▶ **Task statement**
Present the following data again exactly as it is shown.

(Stored dataset items)
-.-.-
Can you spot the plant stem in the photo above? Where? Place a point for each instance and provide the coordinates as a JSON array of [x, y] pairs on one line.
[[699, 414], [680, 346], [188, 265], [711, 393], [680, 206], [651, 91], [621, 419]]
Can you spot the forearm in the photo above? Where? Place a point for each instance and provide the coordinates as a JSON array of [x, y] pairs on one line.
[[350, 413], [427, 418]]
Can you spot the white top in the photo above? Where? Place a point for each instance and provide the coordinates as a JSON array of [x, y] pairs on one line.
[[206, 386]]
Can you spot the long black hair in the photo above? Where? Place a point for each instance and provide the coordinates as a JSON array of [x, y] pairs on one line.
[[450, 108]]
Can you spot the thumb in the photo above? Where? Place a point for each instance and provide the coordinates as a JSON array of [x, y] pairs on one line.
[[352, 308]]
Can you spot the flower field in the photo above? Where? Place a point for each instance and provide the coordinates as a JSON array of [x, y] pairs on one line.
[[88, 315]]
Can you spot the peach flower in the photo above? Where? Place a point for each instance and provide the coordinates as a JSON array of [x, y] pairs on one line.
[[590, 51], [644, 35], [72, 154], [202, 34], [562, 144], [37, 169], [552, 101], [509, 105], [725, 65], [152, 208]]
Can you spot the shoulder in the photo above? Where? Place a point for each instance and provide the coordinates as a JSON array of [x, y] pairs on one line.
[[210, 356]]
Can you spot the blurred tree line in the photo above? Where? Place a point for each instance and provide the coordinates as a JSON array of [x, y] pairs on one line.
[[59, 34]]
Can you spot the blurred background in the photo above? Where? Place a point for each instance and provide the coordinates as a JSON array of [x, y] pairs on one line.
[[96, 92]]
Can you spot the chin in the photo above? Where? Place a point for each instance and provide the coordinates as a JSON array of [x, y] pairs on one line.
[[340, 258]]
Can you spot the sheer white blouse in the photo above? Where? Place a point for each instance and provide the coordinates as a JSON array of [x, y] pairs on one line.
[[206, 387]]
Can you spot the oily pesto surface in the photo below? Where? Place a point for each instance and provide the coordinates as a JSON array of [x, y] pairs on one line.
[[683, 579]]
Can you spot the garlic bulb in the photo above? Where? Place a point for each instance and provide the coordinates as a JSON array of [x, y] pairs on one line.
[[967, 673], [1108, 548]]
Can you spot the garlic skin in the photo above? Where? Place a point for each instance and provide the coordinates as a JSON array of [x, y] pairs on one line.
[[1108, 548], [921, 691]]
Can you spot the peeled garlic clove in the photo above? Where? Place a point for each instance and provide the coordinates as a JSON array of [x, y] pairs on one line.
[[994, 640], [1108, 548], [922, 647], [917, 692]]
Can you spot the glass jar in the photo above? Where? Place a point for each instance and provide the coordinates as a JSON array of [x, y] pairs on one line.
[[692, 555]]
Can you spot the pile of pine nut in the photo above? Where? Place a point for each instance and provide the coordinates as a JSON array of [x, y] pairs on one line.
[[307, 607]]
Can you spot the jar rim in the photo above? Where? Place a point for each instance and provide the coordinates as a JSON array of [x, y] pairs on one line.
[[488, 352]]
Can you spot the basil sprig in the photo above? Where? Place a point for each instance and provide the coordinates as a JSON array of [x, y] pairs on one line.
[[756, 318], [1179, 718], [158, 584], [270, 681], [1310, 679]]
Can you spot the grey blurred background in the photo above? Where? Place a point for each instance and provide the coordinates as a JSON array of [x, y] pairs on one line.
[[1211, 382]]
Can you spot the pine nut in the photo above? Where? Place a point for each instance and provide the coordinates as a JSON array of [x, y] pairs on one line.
-.-.-
▶ **Finished exercise**
Can you spot the plant stem in the photo above? Where? Place a point for each instance and provide the coordinates as a JSON array of [x, y] pairs on one line.
[[699, 414], [680, 346], [188, 265], [711, 393], [680, 206], [651, 91], [621, 419]]
Can you spot the forearm in the photo above? Where? Place a point for each instance and provide the coordinates as a JSON array of [x, y] pairs on one line.
[[350, 413], [427, 418]]
Can you spot the white top in the photo above? Where? Place a point for each instance and provide the coordinates as a JSON array of [x, y] pairs on one line.
[[206, 386]]
Can you spot the long black hair in the photo above? Where? Place a point for each instance and provide the coordinates as a JSON array of [x, y] pairs on one line.
[[450, 108]]
Can you spot the thumb in the photo above? Where? Place a point for each instance and provide the coordinates as a JSON array of [x, y] pairs on one line.
[[352, 308]]
Can you spot the flower field in the photo above? Where? Place a point for each instance and provide the coordinates as a JSON array of [x, y] pairs on one line.
[[88, 315]]
Can you spot the peach flower in the photo above? Where? Place a point for each instance and provide the coordinates as a JSON array of [x, y] pairs on one line.
[[590, 51], [644, 35], [72, 154], [202, 34], [562, 144], [37, 169], [552, 101], [509, 105], [725, 65], [152, 208]]
Can you spot the shoulder in the photo above? Where? Place a point for each instance and provide the coordinates as a JSON array of [x, y] pairs on one line.
[[210, 356]]
Can you spot the blurred tree line in the photo above? Where? Place a point for each instance and provide the coordinates as a JSON array of [x, y] pairs on one line.
[[59, 34]]
Can you spot the blurred background in the photo above? Where? Place a point for each instance and provide the coordinates as a JSON array of [x, y] pairs on one line.
[[96, 92]]
Can you spot the chin in the photo above? Where? Place a point for each instance and provide the coordinates as a JSON array of [x, y] pairs on one line.
[[340, 258]]
Can you spot the sheer white blouse in the photo above? Where? Place a point for each instance and provide the coordinates as a JSON array of [x, y] pairs on one line.
[[206, 387]]
Can you spot the oily pesto surface in the photo below? Where? Place a point for each instance and provide the coordinates as a JSON array of [x, y] pairs on one line.
[[683, 579]]
Can you spot the garlic bulb in the photo above? Where? Place a point for each instance and provide the coordinates as a JSON array of [x, y] pairs on one line.
[[967, 673], [1108, 548]]
Can you spot the garlic skin in the photo above? Where? Place a point for each instance and provide the coordinates as a JSON array of [x, y] pairs on one line.
[[1108, 548], [921, 691]]
Can you spot the peeled garlic clove in the photo above? Where? Place a point for each instance and provide the coordinates as a JSON array of [x, y] pairs on one line.
[[994, 640], [1108, 548], [922, 647], [917, 692]]
Can you spot the glass jar in the photo above? Where? Place a point for each instance and provide the coordinates as a JSON array of [x, y] pairs on one line.
[[692, 555]]
Can you spot the pile of pine nut in the photo above? Where? Place a point for each instance and provide the coordinates as a JSON array of [x, y] pairs on one line.
[[307, 607]]
Can you spot the jar rim in the photo above? Where? Place a point for each instance and provide the coordinates as a JSON array of [x, y] pairs on one line.
[[488, 352]]
Can you spot the basil sprig in the photo above? Where? Place a point for each instance and provide the coordinates as a JSON array of [x, y] pairs on one line.
[[756, 318], [1179, 718], [158, 584], [270, 681], [1310, 679]]
Can you spot the grey blurred background in the photo above? Where? Place a point for each instance and provide the coordinates as a JSON array of [x, y] pairs on one line.
[[1211, 382]]
Can you spot the pine nut in the photo above? Where? Place a point for each instance and provide the coordinates as a JSON array of [x, y] pairs on one line.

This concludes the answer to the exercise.